WHAT THE TASK ASKS
Please return the records below exactly as they appear, leaving every picture out.

GIVEN DATA
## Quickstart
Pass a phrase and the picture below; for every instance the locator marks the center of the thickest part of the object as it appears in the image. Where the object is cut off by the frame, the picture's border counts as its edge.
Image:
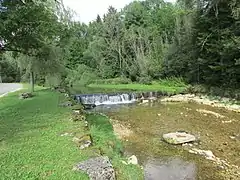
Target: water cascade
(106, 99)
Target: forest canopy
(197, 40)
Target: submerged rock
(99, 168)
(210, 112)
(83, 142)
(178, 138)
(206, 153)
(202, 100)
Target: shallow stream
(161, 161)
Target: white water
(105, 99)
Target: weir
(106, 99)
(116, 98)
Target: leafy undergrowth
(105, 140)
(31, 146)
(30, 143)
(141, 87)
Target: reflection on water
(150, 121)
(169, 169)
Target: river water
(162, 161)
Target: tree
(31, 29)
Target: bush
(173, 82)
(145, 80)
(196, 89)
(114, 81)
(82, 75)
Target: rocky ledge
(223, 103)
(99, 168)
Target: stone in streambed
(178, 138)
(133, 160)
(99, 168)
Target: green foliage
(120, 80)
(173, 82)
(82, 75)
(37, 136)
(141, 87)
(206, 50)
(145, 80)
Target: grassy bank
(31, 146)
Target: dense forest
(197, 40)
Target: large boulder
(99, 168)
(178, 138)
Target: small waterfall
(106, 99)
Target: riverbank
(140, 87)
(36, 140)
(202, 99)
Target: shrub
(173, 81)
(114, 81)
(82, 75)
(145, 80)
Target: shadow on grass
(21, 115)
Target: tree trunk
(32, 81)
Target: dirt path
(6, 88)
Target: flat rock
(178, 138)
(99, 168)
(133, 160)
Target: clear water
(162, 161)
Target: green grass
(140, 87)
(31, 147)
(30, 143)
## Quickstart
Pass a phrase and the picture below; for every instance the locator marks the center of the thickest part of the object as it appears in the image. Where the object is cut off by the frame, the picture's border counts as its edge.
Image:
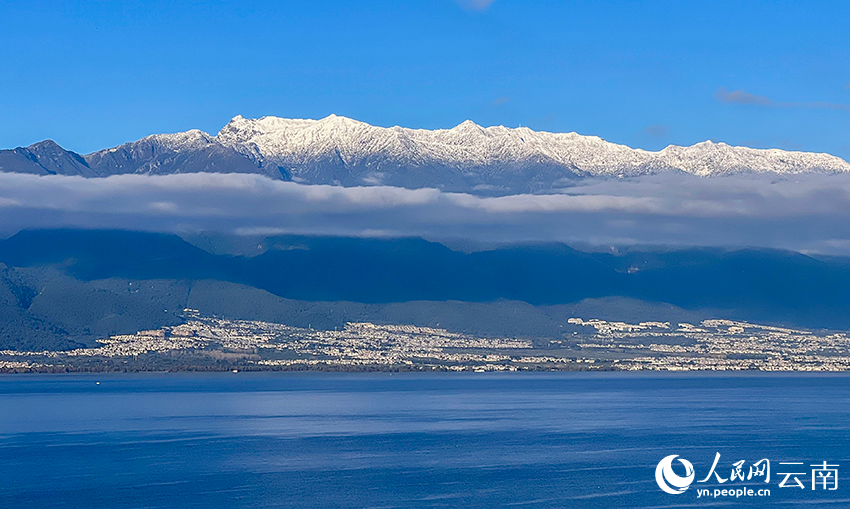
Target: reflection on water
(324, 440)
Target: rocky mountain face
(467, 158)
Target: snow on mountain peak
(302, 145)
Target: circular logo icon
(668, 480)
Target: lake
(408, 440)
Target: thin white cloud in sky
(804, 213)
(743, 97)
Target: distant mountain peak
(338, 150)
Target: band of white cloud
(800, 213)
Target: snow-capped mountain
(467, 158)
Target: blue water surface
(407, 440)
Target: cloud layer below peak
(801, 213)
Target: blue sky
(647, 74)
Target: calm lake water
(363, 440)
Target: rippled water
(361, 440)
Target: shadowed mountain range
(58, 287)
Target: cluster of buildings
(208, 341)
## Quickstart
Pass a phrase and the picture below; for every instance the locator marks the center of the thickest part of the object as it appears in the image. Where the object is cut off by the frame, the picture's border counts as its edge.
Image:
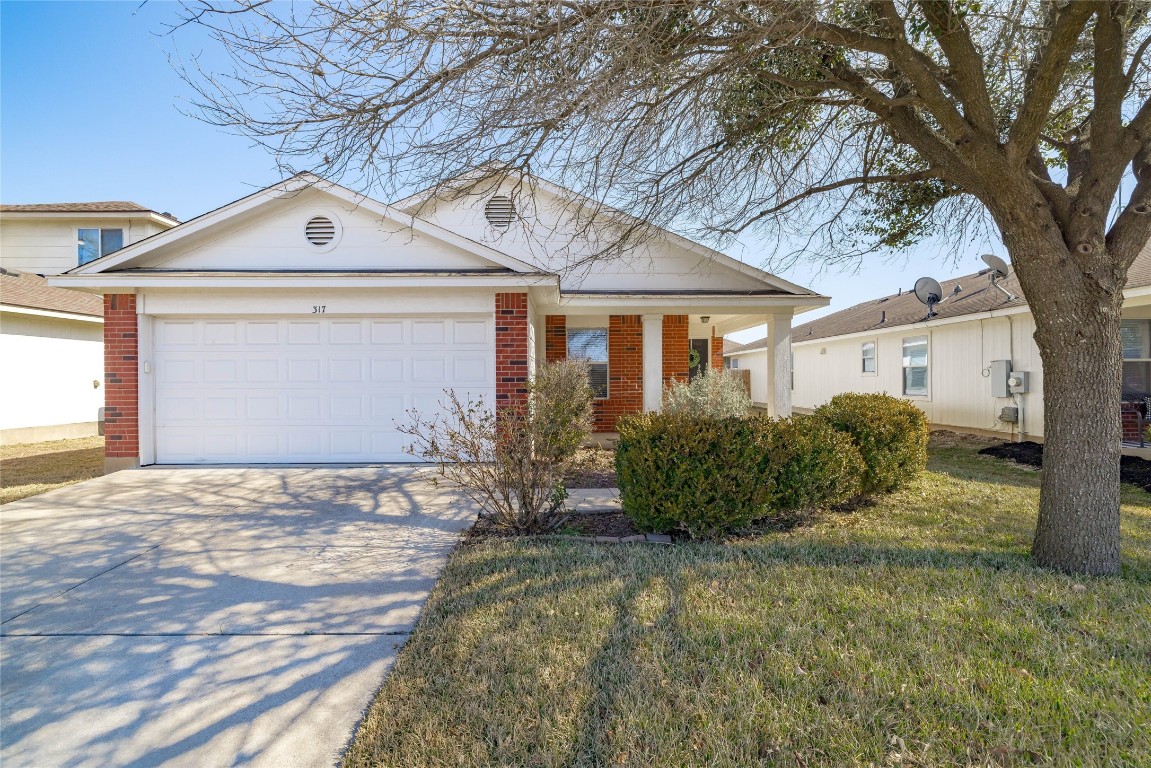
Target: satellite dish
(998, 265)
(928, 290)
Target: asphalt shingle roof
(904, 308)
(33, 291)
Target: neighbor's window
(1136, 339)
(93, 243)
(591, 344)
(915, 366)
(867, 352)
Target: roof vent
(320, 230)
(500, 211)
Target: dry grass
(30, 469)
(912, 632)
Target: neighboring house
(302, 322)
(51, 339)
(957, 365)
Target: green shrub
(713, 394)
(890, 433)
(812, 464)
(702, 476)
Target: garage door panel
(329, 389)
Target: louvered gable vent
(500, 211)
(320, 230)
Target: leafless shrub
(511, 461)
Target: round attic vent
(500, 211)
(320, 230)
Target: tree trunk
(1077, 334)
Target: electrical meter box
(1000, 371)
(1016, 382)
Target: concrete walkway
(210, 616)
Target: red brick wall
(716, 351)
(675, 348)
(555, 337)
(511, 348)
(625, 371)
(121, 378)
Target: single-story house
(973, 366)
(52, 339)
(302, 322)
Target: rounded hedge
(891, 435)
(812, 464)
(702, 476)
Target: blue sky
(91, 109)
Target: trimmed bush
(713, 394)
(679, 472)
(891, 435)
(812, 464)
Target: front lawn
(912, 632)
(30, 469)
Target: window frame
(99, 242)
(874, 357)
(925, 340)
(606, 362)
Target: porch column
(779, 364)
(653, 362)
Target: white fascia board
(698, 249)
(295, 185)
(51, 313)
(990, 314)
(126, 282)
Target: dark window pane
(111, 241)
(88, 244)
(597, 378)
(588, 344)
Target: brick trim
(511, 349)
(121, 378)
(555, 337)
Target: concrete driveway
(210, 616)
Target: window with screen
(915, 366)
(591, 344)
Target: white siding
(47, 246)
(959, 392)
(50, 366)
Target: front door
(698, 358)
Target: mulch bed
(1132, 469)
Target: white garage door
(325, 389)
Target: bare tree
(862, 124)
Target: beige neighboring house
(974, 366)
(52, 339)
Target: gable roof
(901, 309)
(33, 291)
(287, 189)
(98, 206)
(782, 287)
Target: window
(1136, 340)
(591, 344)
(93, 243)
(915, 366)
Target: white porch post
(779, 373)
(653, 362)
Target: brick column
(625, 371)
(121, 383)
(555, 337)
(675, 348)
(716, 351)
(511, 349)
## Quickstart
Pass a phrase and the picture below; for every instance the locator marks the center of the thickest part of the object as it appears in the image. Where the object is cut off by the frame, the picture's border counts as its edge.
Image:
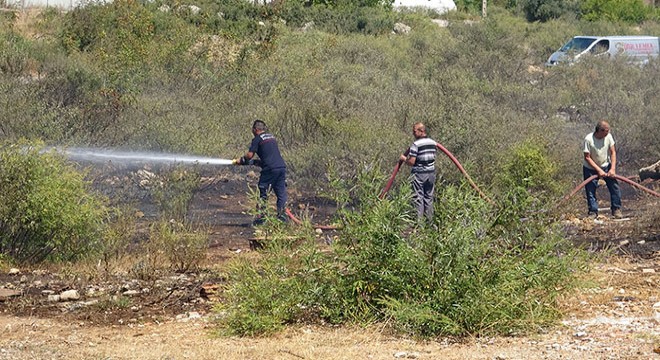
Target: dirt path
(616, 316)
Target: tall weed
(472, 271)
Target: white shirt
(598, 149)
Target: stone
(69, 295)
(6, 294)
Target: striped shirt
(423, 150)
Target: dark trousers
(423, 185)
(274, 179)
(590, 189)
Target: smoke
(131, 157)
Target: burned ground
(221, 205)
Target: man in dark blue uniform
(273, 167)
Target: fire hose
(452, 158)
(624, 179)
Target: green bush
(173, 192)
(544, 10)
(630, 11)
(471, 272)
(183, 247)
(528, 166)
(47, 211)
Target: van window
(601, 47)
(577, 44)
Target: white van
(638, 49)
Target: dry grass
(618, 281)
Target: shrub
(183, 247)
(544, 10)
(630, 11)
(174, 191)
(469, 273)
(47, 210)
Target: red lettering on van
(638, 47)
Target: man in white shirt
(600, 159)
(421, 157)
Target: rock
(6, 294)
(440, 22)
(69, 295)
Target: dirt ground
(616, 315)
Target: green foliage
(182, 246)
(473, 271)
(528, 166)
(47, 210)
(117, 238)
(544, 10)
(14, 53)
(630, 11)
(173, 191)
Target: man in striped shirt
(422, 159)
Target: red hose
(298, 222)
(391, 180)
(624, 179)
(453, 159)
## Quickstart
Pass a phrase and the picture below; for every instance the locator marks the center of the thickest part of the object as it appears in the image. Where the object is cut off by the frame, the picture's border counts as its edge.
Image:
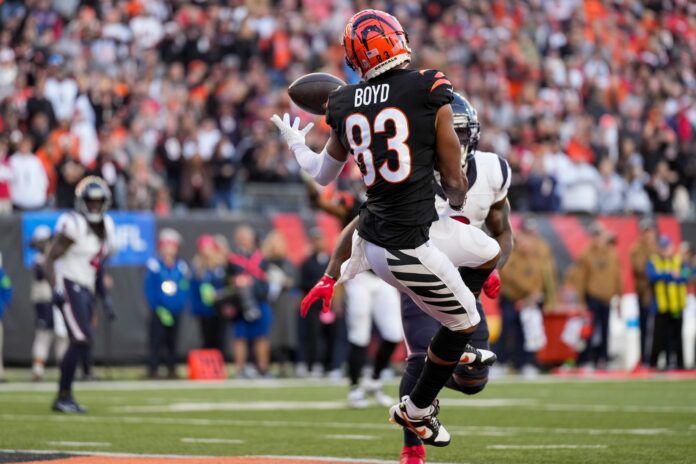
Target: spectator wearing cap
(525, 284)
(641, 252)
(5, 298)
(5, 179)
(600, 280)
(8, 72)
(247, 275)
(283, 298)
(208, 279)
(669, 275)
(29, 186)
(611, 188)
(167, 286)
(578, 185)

RESULT
## Quickstart
Pass a phrase and the picture below; for every instance the locator marks the center of the thickest part of the object as it appears in the image. Where the object is cut off by the frame, the picture's border counts as its edge.
Image:
Target: water cascade
(106, 99)
Target: forest canopy
(197, 40)
Target: submerged rock
(99, 168)
(210, 112)
(83, 142)
(178, 138)
(206, 153)
(202, 100)
Target: shallow stream
(161, 161)
Target: white water
(105, 99)
Target: weir
(106, 99)
(116, 98)
Target: leafy undergrowth
(105, 140)
(31, 146)
(30, 143)
(141, 87)
Target: reflection on water
(150, 121)
(169, 169)
Target: river water
(162, 161)
Target: tree
(31, 29)
Target: bush
(173, 82)
(145, 80)
(196, 89)
(114, 81)
(82, 75)
Target: rocky ledge
(223, 103)
(99, 168)
Target: stone in streambed
(178, 138)
(133, 160)
(99, 168)
Target: green foliage
(120, 80)
(173, 82)
(82, 75)
(37, 136)
(141, 87)
(206, 50)
(145, 80)
Target: grassy bank
(31, 146)
Target: dense forest
(197, 40)
Target: large boulder
(99, 168)
(178, 138)
Target: small waterfall
(106, 99)
Target: riverbank
(140, 87)
(36, 140)
(202, 99)
Target: shrub
(173, 81)
(114, 81)
(82, 75)
(145, 80)
Target: shadow on grass
(21, 115)
Target: tree trunk
(32, 81)
Target: dirt path
(6, 88)
Target: flat rock
(178, 138)
(99, 168)
(133, 160)
Target: clear water
(162, 161)
Target: green grass
(140, 87)
(31, 147)
(30, 143)
## Quickstart
Pass a phrase and the picture below; for every instance the locator marks the center of the thickest part of the object as it appears in the image. Where the object is cut off by the frame, the picture's border counts as its edge.
Image:
Target: reflection on water
(324, 440)
Target: rocky mountain face
(467, 158)
Target: snow on mountain peak
(302, 145)
Target: circular logo icon
(668, 480)
Target: lake
(408, 440)
Target: thin white cloud in sky
(804, 213)
(743, 97)
Target: distant mountain peak
(338, 150)
Target: band of white cloud
(800, 213)
Target: snow-capped mountain
(467, 158)
Target: blue water surface
(407, 440)
Target: cloud layer below peak
(801, 213)
Target: blue sky
(647, 74)
Target: calm lake water
(363, 440)
Target: rippled water
(361, 440)
Target: shadowed mountain range
(58, 287)
Target: cluster of buildings
(208, 341)
## Quickstart
Pass a phrase and the picture below; for every instance the locator marks the center of the thickest part of the object as it appears in the image. Where the object is cut off by the frame, the picture's border counts as its edge.
Image:
Target: satellite dish
(998, 265)
(928, 290)
Target: asphalt shingle roof
(904, 308)
(33, 291)
Target: neighbor's window
(1136, 339)
(93, 243)
(591, 344)
(915, 366)
(867, 352)
Target: roof vent
(320, 230)
(500, 211)
Target: dry grass
(30, 469)
(912, 632)
Target: neighboring house
(302, 322)
(51, 339)
(957, 365)
Target: green shrub
(713, 394)
(890, 433)
(812, 464)
(702, 476)
Target: garage door panel
(329, 389)
Target: louvered gable vent
(500, 211)
(320, 230)
Target: leafless shrub
(511, 461)
Target: round attic vent
(500, 211)
(320, 230)
Target: tree trunk
(1077, 334)
Target: electrical meter box
(1000, 371)
(1016, 382)
Target: concrete walkway
(210, 616)
Target: red brick wall
(716, 351)
(675, 348)
(555, 337)
(511, 348)
(625, 371)
(121, 378)
Target: single-story house
(973, 366)
(52, 339)
(302, 322)
Target: rounded hedge
(891, 435)
(812, 464)
(702, 476)
Target: blue sky
(91, 109)
Target: trimmed bush
(713, 394)
(679, 472)
(891, 435)
(812, 464)
Target: front lawn
(912, 632)
(30, 469)
Target: window frame
(99, 242)
(874, 357)
(925, 340)
(606, 362)
Target: porch column
(779, 364)
(653, 362)
Target: white fascia board
(698, 249)
(295, 185)
(51, 313)
(990, 314)
(126, 282)
Target: dark window pane
(111, 241)
(88, 244)
(597, 378)
(588, 344)
Target: brick trim
(511, 349)
(121, 378)
(555, 337)
Target: concrete driveway
(210, 616)
Target: window with screen
(915, 366)
(591, 344)
Target: white siding
(47, 246)
(959, 392)
(50, 366)
Target: front door
(698, 358)
Target: mulch bed
(1132, 469)
Target: white garage door
(325, 389)
Target: bare tree
(862, 124)
Target: beige neighboring house
(974, 366)
(52, 339)
Target: gable roof
(901, 309)
(33, 291)
(287, 189)
(98, 206)
(782, 287)
Target: window
(1136, 340)
(591, 344)
(93, 243)
(915, 366)
Target: white porch post
(779, 373)
(653, 362)
Target: brick column
(625, 371)
(121, 383)
(555, 337)
(675, 348)
(716, 351)
(511, 349)
## Quickstart
Pass a phrase and the picture below; for every instance the locator marks the center of the thickest part of the object as it appears in the image. Where the object is cut off by the frame, the picture's border counts as its edge.
Image:
Target: dirt path
(616, 316)
Target: tall weed
(472, 271)
Target: white shirt
(598, 149)
Target: stone
(69, 295)
(6, 294)
Target: striped shirt
(423, 150)
Target: dark trousers
(423, 185)
(274, 179)
(590, 189)
Target: smoke
(131, 157)
Target: burned ground
(221, 205)
Target: man in dark blue uniform
(273, 167)
Target: fire hose
(452, 158)
(624, 179)
Target: green bush
(173, 192)
(544, 10)
(630, 11)
(471, 272)
(183, 247)
(528, 166)
(47, 211)
Target: van window
(601, 47)
(577, 44)
Target: white van
(638, 49)
Target: dry grass
(618, 281)
Target: shrub
(183, 247)
(544, 10)
(630, 11)
(174, 191)
(469, 273)
(47, 210)
Target: red lettering on van
(638, 47)
Target: man in white shirt
(600, 159)
(421, 157)
Target: rock
(6, 294)
(440, 22)
(69, 295)
Target: dirt ground
(616, 315)
Target: green foliage
(182, 246)
(473, 271)
(528, 166)
(47, 210)
(117, 238)
(544, 10)
(14, 53)
(630, 11)
(173, 191)
Target: man in striped shirt
(422, 159)
Target: red hose
(298, 222)
(391, 180)
(624, 179)
(453, 159)
## Quickstart
Pass a phrase and the picture below; for every instance the locator marks the center of the thickest part of the object as it appears in the image. Where the object is cut off by the frame, the picture's border counts as its edge.
Image:
Target: spectator wearing cap
(525, 284)
(641, 252)
(5, 298)
(5, 179)
(600, 280)
(8, 72)
(247, 275)
(283, 298)
(208, 279)
(669, 275)
(29, 186)
(611, 188)
(167, 286)
(578, 185)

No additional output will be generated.